Consignes
A. Relevez tous les atomes fissiles nommés dans le passage sur les petits réacteurs.
B. Extrayez du passage sur les petits réacteurs le texte qui commence à « 4. Ce qui est » et se termine à « évidemment pas réglés. ».

Extrait présenté
Des petits réacteurs de ce type (en général PWR) peuvent être intéressants pour l’alimentation en électricité de sites isolés, loin des réseaux et d’autres sources possibles, par exemple dans le grand nord sibérien pour une exploitation minière (cela remplace les diesels et simplifie la question du transport du carburant). Certains pensent également au chauffage urbain, mais cela implique de construire un réacteur dans ou près d’une ville…

3. Les petits réacteurs, à condition que leur technique soit approuvée en termes de sûreté, présentent un avantage sur ce plan là car, du fait de leur taille, ils peuvent être a priori mieux protégés (fortes enceintes en béton) et la radioactivité émise en cas d’accident est plus faible évidemment que pour un réacteur beaucoup plus puissant. Par contre, par kWh produit, ils sont beaucoup plus chers.

4. Ce qui est nouveau avec le SMR (Small modular reactor) n’est pas tant la taille du réacteur que la notion de « modulaire » basée sur l’idée que la demande d’un SMR d’un type donné serait suffisamment importante pour permettre une fabrication en série, dans une usine particulière, de l’ensemble des pièces du réacteur « standardisé », ce qui permettrait de le « monter » (comme un lego) à peu près partout. A cette condition, il serait possible d’atteidre des coûts acceptables.

Même dans cette hypothèse (les promoteurs des SMR visent évidemment les pays en développement), les problèmes de la qualité de l’exploitation locale, de l’entretien et de la maintenance, du contrôle de la sûreté et la gestion des déchets ne sont évidemment pas réglés.

5. Actuellement, il existe plusieurs dizaines (70 nous dit-on) de projets « papier » de SMR, de puissances diverses et avec des réacteurs complètement différents, certains « classiques », de la filière PWR en général (en France par exemple : Nuward, couple de 2 réacteurs de 170 MW), d’autres de la filière des réacteurs à neutrons rapides « surgénérateurs » au plutonium ou des réacteurs au thorium et sels fondus, etc.

Chaque projet doit donc être examiné sur les plans scientifique, technique, économique.

6. Tous ces réacteurs, basés sur la fission des atomes fissiles (uranium 235, plutonium 239, uranium 233) et la réaction en chaîne, produisent des produits de fission et des actinides mineurs, radioactifs et dangereux sur des périodes très longues. L’essentiel de la radioactivité est portée par les combustibles irradiés mais aussi, dans tous les cas, par les équipements irradiés que ‘on retrouve notamment après le démantèlement des réacteurs (d’ue durée de fonctionnement que l’on peut estimer à 30-40 ans).

La quantité de déchets radioactifs produits dépend évidemment du type de réacteur. Si c’est un PWR, c’est proportionnel à la production par rapport aux réacteurs actuellement en fonctionnement. Si ce sont d’autres types de réacteurs, il faudra pour chacun avoir une évaluation précise se déchets, selon que l’on retraite ou non les combustibles usés, ou bien que le réacteur lui-même en modifie la qualité et la quantité.

Entrées enregistrées
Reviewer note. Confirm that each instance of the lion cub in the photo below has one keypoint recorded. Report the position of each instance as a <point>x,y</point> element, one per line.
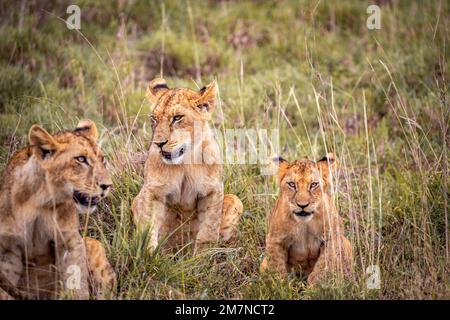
<point>44,188</point>
<point>182,198</point>
<point>305,231</point>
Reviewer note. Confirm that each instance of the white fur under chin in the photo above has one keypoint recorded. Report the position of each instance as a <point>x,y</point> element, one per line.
<point>175,161</point>
<point>85,210</point>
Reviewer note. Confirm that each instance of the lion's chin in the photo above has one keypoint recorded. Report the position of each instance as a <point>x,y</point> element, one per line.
<point>84,203</point>
<point>85,209</point>
<point>174,157</point>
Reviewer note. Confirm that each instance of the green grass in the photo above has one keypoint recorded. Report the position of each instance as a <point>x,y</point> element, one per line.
<point>379,99</point>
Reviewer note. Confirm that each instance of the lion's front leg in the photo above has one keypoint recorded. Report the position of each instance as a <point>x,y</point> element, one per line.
<point>231,213</point>
<point>149,212</point>
<point>209,211</point>
<point>71,264</point>
<point>102,275</point>
<point>11,268</point>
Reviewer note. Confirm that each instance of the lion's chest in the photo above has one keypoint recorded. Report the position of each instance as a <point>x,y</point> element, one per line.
<point>186,195</point>
<point>305,250</point>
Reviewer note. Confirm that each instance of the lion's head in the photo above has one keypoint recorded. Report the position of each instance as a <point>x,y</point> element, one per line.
<point>178,119</point>
<point>304,184</point>
<point>73,162</point>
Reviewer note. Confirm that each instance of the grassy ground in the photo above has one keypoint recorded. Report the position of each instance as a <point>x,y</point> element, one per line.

Corrigé par consigne
A. uranium 235, plutonium 239, uranium 233

B.
4. Ce qui est nouveau avec le SMR (Small modular reactor) n’est pas tant la taille du réacteur que la notion de « modulaire » basée sur l’idée que la demande d’un SMR d’un type donné serait suffisamment importante pour permettre une fabrication en série, dans une usine particulière, de l’ensemble des pièces du réacteur « standardisé », ce qui permettrait de le « monter » (comme un lego) à peu près partout. A cette condition, il serait possible d’atteidre des coûts acceptables.

Même dans cette hypothèse (les promoteurs des SMR visent évidemment les pays en développement), les problèmes de la qualité de l’exploitation locale, de l’entretien et de la maintenance, du contrôle de la sûreté et la gestion des déchets ne sont évidemment pas réglés.